→ Task brief
Find each line of the entries that contains the string "positive", and copy those lines out in full.

→ Data section

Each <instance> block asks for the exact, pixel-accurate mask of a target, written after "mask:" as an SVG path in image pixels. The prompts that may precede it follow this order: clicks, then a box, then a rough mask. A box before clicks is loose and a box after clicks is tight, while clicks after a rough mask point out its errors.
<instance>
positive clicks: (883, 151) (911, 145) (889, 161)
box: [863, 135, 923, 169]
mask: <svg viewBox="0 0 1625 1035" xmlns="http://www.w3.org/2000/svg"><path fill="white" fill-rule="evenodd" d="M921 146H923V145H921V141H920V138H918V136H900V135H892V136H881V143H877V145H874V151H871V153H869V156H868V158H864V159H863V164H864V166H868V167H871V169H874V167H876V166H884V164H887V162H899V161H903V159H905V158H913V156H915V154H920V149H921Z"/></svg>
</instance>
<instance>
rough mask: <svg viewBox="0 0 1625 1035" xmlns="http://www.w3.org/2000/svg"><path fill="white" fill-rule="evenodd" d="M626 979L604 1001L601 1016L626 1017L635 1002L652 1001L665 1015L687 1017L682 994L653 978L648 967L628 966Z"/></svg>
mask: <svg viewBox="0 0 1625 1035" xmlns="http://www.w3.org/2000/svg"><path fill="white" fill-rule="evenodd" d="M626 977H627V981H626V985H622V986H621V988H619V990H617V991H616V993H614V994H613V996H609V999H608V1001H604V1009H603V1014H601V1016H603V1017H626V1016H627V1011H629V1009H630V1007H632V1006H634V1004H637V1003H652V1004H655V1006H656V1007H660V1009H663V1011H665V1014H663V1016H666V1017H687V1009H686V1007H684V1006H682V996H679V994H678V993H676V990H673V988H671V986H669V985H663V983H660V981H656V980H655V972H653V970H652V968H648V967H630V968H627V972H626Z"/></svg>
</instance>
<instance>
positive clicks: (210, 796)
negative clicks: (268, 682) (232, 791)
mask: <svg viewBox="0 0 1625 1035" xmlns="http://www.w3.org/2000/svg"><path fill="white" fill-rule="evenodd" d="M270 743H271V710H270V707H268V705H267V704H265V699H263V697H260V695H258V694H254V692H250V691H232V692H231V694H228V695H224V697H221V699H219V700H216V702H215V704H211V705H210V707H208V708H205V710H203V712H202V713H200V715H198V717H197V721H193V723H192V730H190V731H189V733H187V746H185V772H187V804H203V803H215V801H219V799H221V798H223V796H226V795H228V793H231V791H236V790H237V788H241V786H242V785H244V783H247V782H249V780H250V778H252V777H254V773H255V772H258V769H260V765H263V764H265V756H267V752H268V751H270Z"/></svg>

→ Output of the exercise
positive clicks: (883, 151) (911, 145) (889, 161)
positive clicks: (210, 796)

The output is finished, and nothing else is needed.